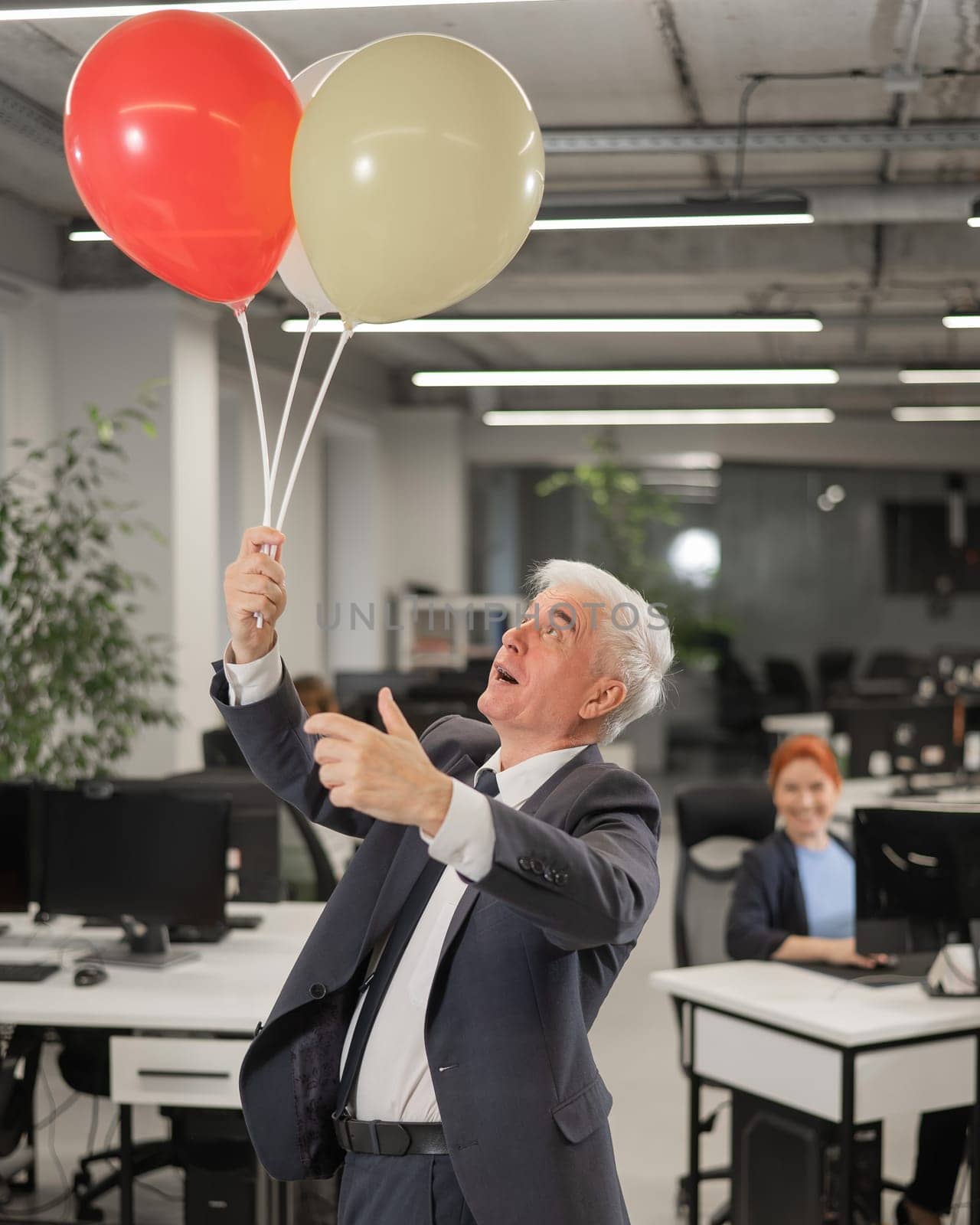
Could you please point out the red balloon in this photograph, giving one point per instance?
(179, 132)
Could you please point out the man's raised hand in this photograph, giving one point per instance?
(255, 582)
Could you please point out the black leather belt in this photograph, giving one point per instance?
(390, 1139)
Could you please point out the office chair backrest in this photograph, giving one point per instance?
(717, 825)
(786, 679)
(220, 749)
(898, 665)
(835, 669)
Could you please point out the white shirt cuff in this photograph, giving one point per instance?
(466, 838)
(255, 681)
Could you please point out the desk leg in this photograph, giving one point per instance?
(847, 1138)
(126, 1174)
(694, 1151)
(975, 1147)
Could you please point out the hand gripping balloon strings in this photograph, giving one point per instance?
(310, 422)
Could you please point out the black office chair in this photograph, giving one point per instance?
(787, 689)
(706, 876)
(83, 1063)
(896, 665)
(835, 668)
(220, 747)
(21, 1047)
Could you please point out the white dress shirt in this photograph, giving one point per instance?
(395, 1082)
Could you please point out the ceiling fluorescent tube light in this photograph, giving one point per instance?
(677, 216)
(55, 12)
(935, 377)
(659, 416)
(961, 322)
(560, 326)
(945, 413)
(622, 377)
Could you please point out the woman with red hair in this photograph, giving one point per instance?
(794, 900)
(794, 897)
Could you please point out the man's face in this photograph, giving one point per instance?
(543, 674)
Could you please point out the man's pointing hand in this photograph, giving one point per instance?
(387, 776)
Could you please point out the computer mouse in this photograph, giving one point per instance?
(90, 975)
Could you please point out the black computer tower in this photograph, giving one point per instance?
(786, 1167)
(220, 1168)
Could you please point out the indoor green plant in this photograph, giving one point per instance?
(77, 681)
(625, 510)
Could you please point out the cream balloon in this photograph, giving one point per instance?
---
Problem to work on
Reproduce these records exactly, but not the pictures.

Exercise response
Could you please point out the red balloon in this photograph, giving one point per instance?
(179, 132)
Could you please point out the man's raised hand in this photograph, giving one point per instance?
(255, 582)
Could you please point out the black leather belt in this photograph, giving one point per instance?
(390, 1139)
Could you please point out the office chair backrest in this photograph, giving one point per instance?
(717, 825)
(786, 679)
(220, 749)
(898, 665)
(835, 669)
Could you please point out the white shirt cuff in this photograph, giving one point per instance?
(466, 838)
(255, 681)
Could you please point out the desk leg in this photograph, giving one point per instance?
(847, 1138)
(126, 1174)
(694, 1151)
(975, 1147)
Could you please point out the hand gripping balloon strings in this photograph, giving one point per instance?
(310, 422)
Could you please point out the black office chair in this photograph, giving one point per instance?
(787, 689)
(706, 876)
(83, 1063)
(896, 665)
(835, 668)
(220, 747)
(21, 1047)
Could you please point out the white dress shirt in this photograph, giving one point per instance?
(395, 1082)
Could you please point out the ceiling fluorescent tube light in this photograph, giving one point per instance?
(677, 216)
(55, 12)
(935, 377)
(659, 416)
(961, 322)
(560, 326)
(945, 413)
(622, 377)
Could you please point out the woman with red hair in this photograph, giving one point per instance?
(794, 900)
(794, 897)
Could you please point out the man's face in this photograph, giving one point per instance?
(543, 674)
Could you please point out the man's pointing hand in this photograph, giving one point per instance?
(387, 776)
Could you please point out the computer mouse in this photograph, giving one point per instance?
(90, 975)
Could you please point out the black computer tower in this photograph, giving one point per instance?
(786, 1167)
(220, 1168)
Could you please point out the indoor green plant in this photograph, giving one point per instance?
(77, 681)
(625, 510)
Could you please point out the cream balloon in this photograph, giving one point per instance?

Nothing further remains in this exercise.